REQUIREMENT: Copy the listing below line for line, without changing a single character.

↓↓↓

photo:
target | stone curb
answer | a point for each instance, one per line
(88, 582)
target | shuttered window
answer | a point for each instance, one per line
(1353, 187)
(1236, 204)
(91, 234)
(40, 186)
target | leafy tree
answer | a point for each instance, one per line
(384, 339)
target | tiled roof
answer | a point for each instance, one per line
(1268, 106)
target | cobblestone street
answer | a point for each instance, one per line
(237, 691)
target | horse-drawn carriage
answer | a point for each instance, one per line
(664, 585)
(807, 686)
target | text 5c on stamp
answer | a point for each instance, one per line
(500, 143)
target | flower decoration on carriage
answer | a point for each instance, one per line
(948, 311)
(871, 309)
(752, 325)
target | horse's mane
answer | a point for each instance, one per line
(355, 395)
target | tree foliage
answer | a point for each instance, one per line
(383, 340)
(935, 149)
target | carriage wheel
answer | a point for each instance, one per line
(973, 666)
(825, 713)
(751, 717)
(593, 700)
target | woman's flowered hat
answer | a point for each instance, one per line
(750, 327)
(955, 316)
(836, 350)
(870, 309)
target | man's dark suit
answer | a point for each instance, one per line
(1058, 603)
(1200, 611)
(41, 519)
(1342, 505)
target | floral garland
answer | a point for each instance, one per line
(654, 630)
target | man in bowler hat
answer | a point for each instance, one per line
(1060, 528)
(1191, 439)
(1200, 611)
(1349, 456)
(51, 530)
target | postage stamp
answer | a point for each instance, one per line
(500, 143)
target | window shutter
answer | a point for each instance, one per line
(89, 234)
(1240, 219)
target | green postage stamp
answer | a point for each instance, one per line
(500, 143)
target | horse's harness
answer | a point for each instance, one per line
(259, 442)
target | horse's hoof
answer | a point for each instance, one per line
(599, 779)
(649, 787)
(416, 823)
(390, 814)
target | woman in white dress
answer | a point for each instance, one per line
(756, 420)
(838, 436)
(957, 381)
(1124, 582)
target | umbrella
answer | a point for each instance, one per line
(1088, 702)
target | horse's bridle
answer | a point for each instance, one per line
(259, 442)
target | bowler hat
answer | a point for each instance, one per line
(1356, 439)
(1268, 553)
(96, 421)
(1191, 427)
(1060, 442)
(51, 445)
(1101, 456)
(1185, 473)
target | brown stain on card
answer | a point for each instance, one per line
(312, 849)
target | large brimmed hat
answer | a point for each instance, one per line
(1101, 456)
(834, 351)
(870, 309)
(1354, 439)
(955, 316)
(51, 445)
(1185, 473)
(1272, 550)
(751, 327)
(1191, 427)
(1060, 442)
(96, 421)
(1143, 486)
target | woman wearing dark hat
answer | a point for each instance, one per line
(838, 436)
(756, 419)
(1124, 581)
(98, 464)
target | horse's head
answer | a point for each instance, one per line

↑↑↑

SOLUTION BELOW:
photo:
target | stone curb
answer | a point for each instance, one per line
(88, 582)
target | shuttered window
answer | a point for each instance, one per line
(1353, 187)
(1236, 204)
(91, 234)
(40, 186)
target | leafy tree
answer | a point for each instance, one per line
(384, 339)
target | tiled roof
answer | a point for each instance, one per line
(1268, 106)
target | cobblestone street
answer | a point for each instance, one per line
(237, 691)
target | horse-drawn carriage
answer | a point for each instance, one per line
(664, 585)
(807, 686)
target | text 5c on stamp
answer | a point for each instance, one per line
(500, 143)
target | flower decoration on carriage
answer | a point for each instance, one per line
(948, 311)
(871, 309)
(752, 325)
target | horse's mane
answer | a point for each instance, one per line
(355, 395)
target | tree foliage
answer | a point for each instance, one per line
(383, 340)
(935, 149)
target | carriage wheel
answer | a point for each instance, one per line
(973, 666)
(825, 713)
(751, 717)
(593, 700)
target | woman's flowered hat
answer | a point for each instance, one per line
(750, 327)
(955, 316)
(836, 350)
(870, 309)
target | man's dark suit
answer | a point for each instance, one per line
(1058, 603)
(1200, 611)
(41, 519)
(1342, 505)
target | floral garland
answer | a point for each instance, one per line
(654, 630)
target | man in bowler hat
answer | a point for each instance, one per line
(1060, 528)
(1191, 439)
(1200, 611)
(1349, 456)
(51, 530)
target | postage stamp
answer | a point for each instance, one per line
(500, 143)
target | window shutter
answer | a point for each instance, one per line
(89, 234)
(1240, 219)
target | green postage stamp
answer | a point for each instance, one per line
(500, 143)
target | horse's harness
answer | a point for each instance, one per line
(259, 442)
target | horse's hoof
answer | a point for each instance, one per line
(599, 779)
(649, 787)
(416, 823)
(390, 814)
target | woman in white dress
answer | a point for each instance, one per line
(756, 420)
(838, 436)
(957, 381)
(1124, 582)
target | umbrella
answer | a point for each instance, one per line
(1088, 702)
target | horse's bridle
answer | a point for each instance, one per line
(259, 442)
target | bowler hat
answer | a point for each instance, one per line
(1356, 439)
(1268, 553)
(96, 421)
(1191, 427)
(1060, 442)
(51, 445)
(1101, 456)
(1185, 473)
target | brown stain on card
answer | a point for each instance, one per line
(312, 849)
target | large brimmed hat
answer | a point for each instance, one per line
(1101, 456)
(834, 351)
(870, 309)
(1354, 439)
(955, 316)
(51, 445)
(1185, 473)
(1272, 550)
(751, 327)
(1191, 427)
(1060, 442)
(96, 421)
(1143, 486)
target | woman wearing dark hat
answer | a point for each instance, one per line
(838, 436)
(756, 419)
(1124, 581)
(98, 464)
target | horse's head
answer | a point for each instance, one per line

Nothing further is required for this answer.